■ **PROBLEM DETAILS**
Turn the lines below into a JSON list of strings, with one string per line and no blank lines. Leave the pictures out of your answer.
— Start MATERIAL FOR THIS EXERCISE —
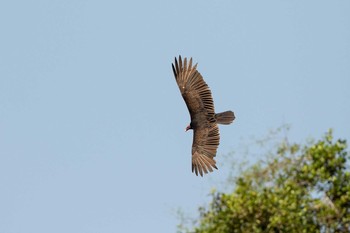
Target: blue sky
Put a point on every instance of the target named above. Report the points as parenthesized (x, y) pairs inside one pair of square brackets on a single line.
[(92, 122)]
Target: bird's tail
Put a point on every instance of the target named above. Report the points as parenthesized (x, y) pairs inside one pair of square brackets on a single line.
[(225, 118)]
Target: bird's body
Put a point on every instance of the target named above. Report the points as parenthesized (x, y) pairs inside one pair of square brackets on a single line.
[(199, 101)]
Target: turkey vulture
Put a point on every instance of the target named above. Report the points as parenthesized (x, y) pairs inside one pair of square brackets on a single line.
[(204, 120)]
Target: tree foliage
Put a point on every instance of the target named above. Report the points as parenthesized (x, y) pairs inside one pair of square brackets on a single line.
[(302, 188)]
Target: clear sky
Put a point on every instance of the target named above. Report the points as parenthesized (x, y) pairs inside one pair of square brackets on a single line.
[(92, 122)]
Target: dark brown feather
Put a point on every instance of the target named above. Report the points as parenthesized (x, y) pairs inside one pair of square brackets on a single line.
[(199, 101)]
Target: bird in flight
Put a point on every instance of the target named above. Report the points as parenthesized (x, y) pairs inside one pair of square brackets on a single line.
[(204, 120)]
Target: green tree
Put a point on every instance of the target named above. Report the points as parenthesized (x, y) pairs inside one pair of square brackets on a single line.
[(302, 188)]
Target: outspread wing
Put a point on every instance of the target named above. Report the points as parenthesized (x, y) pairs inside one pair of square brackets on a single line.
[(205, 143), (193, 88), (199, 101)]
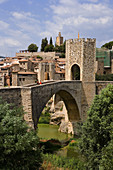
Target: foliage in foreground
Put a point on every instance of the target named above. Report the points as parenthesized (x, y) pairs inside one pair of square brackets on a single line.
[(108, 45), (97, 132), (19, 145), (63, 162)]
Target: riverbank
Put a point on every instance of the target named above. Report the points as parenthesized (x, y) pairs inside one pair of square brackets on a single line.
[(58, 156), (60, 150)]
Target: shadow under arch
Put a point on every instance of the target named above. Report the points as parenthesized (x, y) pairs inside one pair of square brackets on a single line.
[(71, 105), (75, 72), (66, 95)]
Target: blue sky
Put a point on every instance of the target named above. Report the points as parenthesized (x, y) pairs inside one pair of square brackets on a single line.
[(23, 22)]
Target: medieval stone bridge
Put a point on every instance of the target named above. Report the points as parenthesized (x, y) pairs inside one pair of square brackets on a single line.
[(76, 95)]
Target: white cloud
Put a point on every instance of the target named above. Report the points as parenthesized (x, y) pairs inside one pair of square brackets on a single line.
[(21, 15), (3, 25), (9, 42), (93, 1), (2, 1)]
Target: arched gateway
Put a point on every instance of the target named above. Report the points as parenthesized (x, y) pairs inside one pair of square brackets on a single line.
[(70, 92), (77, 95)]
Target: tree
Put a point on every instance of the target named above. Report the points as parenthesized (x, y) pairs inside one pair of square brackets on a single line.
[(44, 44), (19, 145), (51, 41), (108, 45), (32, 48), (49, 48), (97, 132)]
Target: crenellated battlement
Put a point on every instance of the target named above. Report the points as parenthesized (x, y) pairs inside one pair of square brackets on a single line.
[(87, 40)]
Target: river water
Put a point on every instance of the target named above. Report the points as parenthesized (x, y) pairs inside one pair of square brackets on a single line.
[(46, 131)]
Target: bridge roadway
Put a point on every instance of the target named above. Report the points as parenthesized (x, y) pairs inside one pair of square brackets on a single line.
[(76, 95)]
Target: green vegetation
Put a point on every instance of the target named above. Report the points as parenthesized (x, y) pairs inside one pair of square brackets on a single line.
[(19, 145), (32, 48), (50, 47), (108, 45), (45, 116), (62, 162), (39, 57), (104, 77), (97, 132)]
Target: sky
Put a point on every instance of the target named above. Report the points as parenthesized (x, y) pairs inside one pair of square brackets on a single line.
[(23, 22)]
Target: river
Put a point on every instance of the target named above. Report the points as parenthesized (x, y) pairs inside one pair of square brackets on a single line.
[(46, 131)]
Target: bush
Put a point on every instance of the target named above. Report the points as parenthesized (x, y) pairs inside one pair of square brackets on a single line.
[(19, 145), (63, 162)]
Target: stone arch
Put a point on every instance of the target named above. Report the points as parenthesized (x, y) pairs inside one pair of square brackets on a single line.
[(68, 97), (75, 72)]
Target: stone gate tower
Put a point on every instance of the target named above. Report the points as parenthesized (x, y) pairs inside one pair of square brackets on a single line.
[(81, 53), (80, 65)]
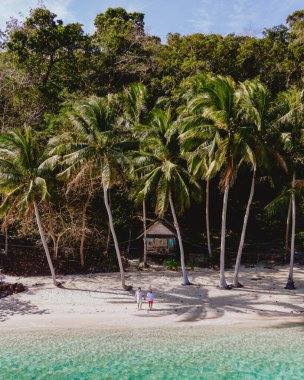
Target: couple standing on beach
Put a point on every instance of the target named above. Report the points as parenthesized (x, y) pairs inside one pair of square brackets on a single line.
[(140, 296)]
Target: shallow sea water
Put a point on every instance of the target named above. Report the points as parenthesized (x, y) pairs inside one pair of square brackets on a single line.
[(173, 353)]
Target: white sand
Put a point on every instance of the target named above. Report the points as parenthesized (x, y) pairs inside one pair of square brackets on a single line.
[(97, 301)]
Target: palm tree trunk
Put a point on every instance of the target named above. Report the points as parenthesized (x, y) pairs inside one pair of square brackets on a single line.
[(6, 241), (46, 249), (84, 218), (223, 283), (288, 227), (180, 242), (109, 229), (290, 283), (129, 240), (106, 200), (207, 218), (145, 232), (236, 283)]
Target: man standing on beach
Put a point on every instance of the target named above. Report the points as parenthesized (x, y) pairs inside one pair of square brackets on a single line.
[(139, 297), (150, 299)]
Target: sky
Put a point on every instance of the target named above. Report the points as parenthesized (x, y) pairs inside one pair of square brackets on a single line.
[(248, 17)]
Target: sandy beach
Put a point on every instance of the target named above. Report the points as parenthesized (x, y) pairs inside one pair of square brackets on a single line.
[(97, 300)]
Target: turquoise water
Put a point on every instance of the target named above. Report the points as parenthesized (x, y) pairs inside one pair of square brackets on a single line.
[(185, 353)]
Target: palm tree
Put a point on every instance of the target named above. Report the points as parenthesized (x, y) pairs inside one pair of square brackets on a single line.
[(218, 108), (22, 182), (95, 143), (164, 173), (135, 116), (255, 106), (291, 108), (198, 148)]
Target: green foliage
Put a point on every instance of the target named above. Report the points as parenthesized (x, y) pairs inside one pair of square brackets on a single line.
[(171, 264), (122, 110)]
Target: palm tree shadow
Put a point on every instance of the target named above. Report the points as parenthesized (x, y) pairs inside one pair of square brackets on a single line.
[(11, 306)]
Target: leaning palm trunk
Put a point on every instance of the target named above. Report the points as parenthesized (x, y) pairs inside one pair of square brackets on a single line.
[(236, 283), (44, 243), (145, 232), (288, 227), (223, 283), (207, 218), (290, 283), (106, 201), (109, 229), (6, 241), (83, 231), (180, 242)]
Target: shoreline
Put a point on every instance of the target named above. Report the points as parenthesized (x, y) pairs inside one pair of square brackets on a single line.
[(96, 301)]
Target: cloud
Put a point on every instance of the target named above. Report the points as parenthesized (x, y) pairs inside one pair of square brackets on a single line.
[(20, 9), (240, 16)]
— End MATERIAL FOR THIS EXERCISE —
■ **TASK RESPONSE**
[
  "Target: blue sky",
  "Put a point on every instance of the target named above. Report the points as parenthesized (x, y) pairs inside one pair of square brackets on a single line.",
  "[(92, 122)]",
  "Target: bird's tail",
  "Put a point on every instance of the target named above. Report the points as parenthesized (x, y) pairs inside one pair of square brackets on a single line.",
  "[(225, 118)]",
  "Target: bird's body",
  "Put a point on every instance of the target named above. Report the points as parenthesized (x, y) pairs inside one pair of square brackets on a single line.",
  "[(199, 101)]",
  "Target: turkey vulture",
  "Put a point on every instance of the target named above. Report the points as parenthesized (x, y) pairs inside one pair of square brackets on a single line.",
  "[(204, 120)]",
  "Target: tree foliage",
  "Put a point on every instance of the target named above. Report the points as parenthesized (x, y) pairs inside one pair of square brackets on a single line.",
  "[(302, 188)]",
  "Target: clear sky",
  "Put a point on every instance of the target named above. Report the points as parenthesized (x, y) pairs inside one pair of square brackets on a single line.",
  "[(92, 122)]",
  "Target: dark brown feather",
  "Put a point on every instance of the target named above. Report the points as parenthesized (x, y) pairs inside one pair of square brackets on a single line.",
  "[(199, 101)]",
  "Target: bird in flight",
  "Put a point on every instance of the target named above. Report the points as parenthesized (x, y) pairs inside one pair of square brackets on a single line.",
  "[(204, 120)]",
  "Target: green tree",
  "Put a point on every instance of the target named above. Report the points as parenthesized (x, y) pairs inside one pair of square brackets on a single line.",
  "[(302, 188)]",
  "Target: outspread wing",
  "Put a point on every instance of the target named above. Report the points as parenthesized (x, y) pairs inside one pair of square brackets on a single line.",
  "[(205, 143), (193, 88), (199, 101)]",
  "Target: foliage in foreground",
  "Put a point on every instance of the target named above. Report the points as parenthesized (x, y) pairs inside one pair of square brackets on a single line.",
  "[(108, 45), (97, 132), (19, 145), (63, 162)]",
  "Target: riverbank",
  "Put a point on every instance of the target named above. Report the points as parenthesized (x, y) pairs inside one pair of square brackets on a single line.",
  "[(58, 156), (60, 150)]",
  "Target: shadow under arch",
  "Put a point on every instance of the target named above. Report the points as parenthesized (x, y) pairs inside one pair of square brackets on a single line.",
  "[(71, 105), (75, 72), (66, 95)]",
  "Target: blue sky",
  "Put a point on every instance of the target named above. Report the points as parenthesized (x, y) pairs inside one pair of square brackets on a single line.",
  "[(23, 22)]",
  "Target: medieval stone bridge",
  "Put a point on every instance of the target named above. Report the points as parenthesized (x, y) pairs inside one pair of square brackets on a single line.",
  "[(76, 95)]",
  "Target: white cloud",
  "Put a point on every instance of the target named above. Report the points as parenthesized (x, y) pairs inside one pair of square brackets on a single line.",
  "[(21, 15), (3, 25), (9, 42), (93, 1), (2, 1)]",
  "Target: arched gateway",
  "Put a point on every instance of the target named above. Report the points as parenthesized (x, y) pairs inside one pair of square brackets on a single line.",
  "[(70, 92), (77, 95)]",
  "Target: tree",
  "Put a point on every instance of the target named above. Report the points as parenthesized (x, y) pairs inside one pair of square brackets on a single line.",
  "[(44, 44), (19, 145), (51, 41), (108, 45), (32, 48), (49, 48), (97, 132)]",
  "Target: crenellated battlement",
  "Put a point on every instance of the target named above. Report the points as parenthesized (x, y) pairs inside one pair of square brackets on a single line.",
  "[(87, 40)]",
  "Target: river water",
  "Put a point on every instance of the target named above. Report the points as parenthesized (x, y) pairs inside one pair of square brackets on a single line.",
  "[(46, 131)]",
  "Target: bridge roadway",
  "Put a point on every instance of the target named above. Report the points as parenthesized (x, y) pairs inside one pair of square brackets on a single line.",
  "[(76, 95)]",
  "Target: green vegetation",
  "Put a point on every instance of the target named above. Report the points as parenthesized (x, y) pairs inside one pair of square brackets on a single line.",
  "[(19, 145), (32, 48), (50, 47), (108, 45), (45, 116), (62, 162), (39, 57), (104, 77), (97, 132)]",
  "Target: sky",
  "Put a point on every instance of the target named above. Report the points as parenthesized (x, y) pairs inside one pair of square brackets on a single line.",
  "[(23, 22)]",
  "Target: river",
  "Put a point on every instance of the target named above. Report the points as parenthesized (x, y) pairs inside one pair of square brackets on a single line.",
  "[(46, 131)]",
  "Target: bush",
  "Put a point on every instance of the target named above. Report the points as parenthesized (x, y) pairs inside one pair of square brackets on a single line.",
  "[(19, 145), (63, 162)]",
  "Target: stone arch",
  "Put a point on every instance of the target named above. Report the points as parenthesized (x, y) pairs inside one pair of square brackets on a single line.",
  "[(68, 97), (75, 72)]",
  "Target: stone gate tower",
  "Put a point on every instance of the target named above. Report the points as parenthesized (x, y) pairs inside one pair of square brackets on a single line.",
  "[(81, 53), (80, 65)]",
  "Target: couple standing on beach",
  "Put a point on every instance of the target named above. Report the points as parenthesized (x, y) pairs inside one pair of square brackets on a single line.",
  "[(140, 296)]",
  "Target: shallow sea water",
  "Put a point on every instance of the target named above. Report the points as parenthesized (x, y) pairs inside one pair of square brackets on a single line.",
  "[(173, 353)]",
  "Target: white sand",
  "Put a point on every instance of the target named above. Report the points as parenthesized (x, y) pairs inside one pair of square brackets on a single line.",
  "[(97, 301)]",
  "Target: palm tree trunk",
  "Put a point on every instance of the target named above. Report the points as parenthesized (x, y) pairs inside one pair of square brackets on a single line.",
  "[(6, 241), (46, 249), (84, 218), (223, 283), (288, 227), (180, 242), (109, 229), (290, 283), (129, 240), (106, 200), (207, 218), (145, 232), (236, 283)]",
  "Target: man standing on beach",
  "Put a point on every instance of the target named above. Report the points as parenthesized (x, y) pairs inside one pair of square brackets on a single line.",
  "[(139, 297), (150, 299)]",
  "Target: sky",
  "Put a point on every instance of the target named above. Report the points as parenthesized (x, y) pairs inside one pair of square brackets on a single line.",
  "[(248, 17)]",
  "Target: sandy beach",
  "Put a point on every instance of the target named above. Report the points as parenthesized (x, y) pairs inside one pair of square brackets on a single line.",
  "[(97, 300)]",
  "Target: turquoise water",
  "Put a point on every instance of the target named above. Report the points as parenthesized (x, y) pairs inside one pair of square brackets on a single line.",
  "[(185, 353)]",
  "Target: palm tree",
  "Put a point on every instance of the target named above. Report the points as parenthesized (x, y) pairs inside one pair of square brackets on a single line.",
  "[(218, 108), (22, 182), (95, 143), (164, 173), (135, 116), (255, 106), (291, 108), (198, 148)]",
  "Target: green foliage",
  "Put a point on every instance of the target named above. Report the points as parenthesized (x, y) pairs inside one pair of square brackets on a single line.",
  "[(171, 264), (122, 110)]",
  "Target: palm tree shadow",
  "Put a point on every instance of the target named above. Report the points as parenthesized (x, y) pairs inside one pair of square brackets on a single line.",
  "[(11, 306)]",
  "Target: leaning palm trunk",
  "Put a point on every instance of the target named above. Report the points as parenthesized (x, y) pairs inside one pair of square brackets on a single line.",
  "[(236, 283), (44, 243), (145, 232), (288, 227), (223, 283), (207, 218), (290, 283), (106, 201), (109, 229), (6, 241), (83, 231), (180, 242)]",
  "Target: shoreline",
  "Put a point on every instance of the target named above. Report the points as parenthesized (x, y) pairs inside one pair of square brackets on a single line.",
  "[(96, 301)]",
  "Target: cloud",
  "Put a point on every instance of the target named above. Report the points as parenthesized (x, y) pairs inside one pair of square brackets on a single line.",
  "[(20, 9), (240, 16)]"
]